__Short problem__
Rewrite every line of the entries below as a numbered list, omitting any blank lines.

---------- Input for this task ----------

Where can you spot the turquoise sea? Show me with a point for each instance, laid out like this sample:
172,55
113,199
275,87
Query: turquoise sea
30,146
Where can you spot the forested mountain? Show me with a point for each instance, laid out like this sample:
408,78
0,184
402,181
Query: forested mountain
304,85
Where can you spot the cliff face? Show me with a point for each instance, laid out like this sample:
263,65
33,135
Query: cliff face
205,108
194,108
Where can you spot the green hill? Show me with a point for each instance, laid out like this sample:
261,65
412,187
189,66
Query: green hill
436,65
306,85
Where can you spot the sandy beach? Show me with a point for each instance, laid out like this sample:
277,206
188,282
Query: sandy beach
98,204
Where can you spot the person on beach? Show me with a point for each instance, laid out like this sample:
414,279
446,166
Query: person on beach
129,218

----------

__Correct answer__
1. Where can you spot the turquoise sea? Show me with a point for each instance, laid out like this sample:
2. 172,55
3. 113,199
4. 275,87
5. Query: turquoise sea
6. 30,146
7. Where can you spot the forested mountain? Show me with a point for each instance, laid out like this sample:
8. 408,78
9. 0,184
10. 402,181
11. Query: forested mountain
12. 304,85
13. Where can you spot the cliff face? Show me with a point for each instance, laid out like this sample:
14. 263,65
15. 33,135
16. Query: cliff face
17. 205,108
18. 194,108
19. Where can you spot the green hill? Show me with a point for each instance, laid out like this sample:
20. 261,65
21. 412,187
22. 189,66
23. Query: green hill
24. 436,65
25. 306,85
26. Where can you spot the sandy beach? Show me with a point for each instance, laid out like this sample:
27. 277,206
28. 188,282
29. Query: sandy beach
30. 98,204
31. Where can you spot the person on beach? Show me with a point for each instance, laid out like this sample:
32. 414,279
33. 446,166
34. Query: person on beach
35. 129,218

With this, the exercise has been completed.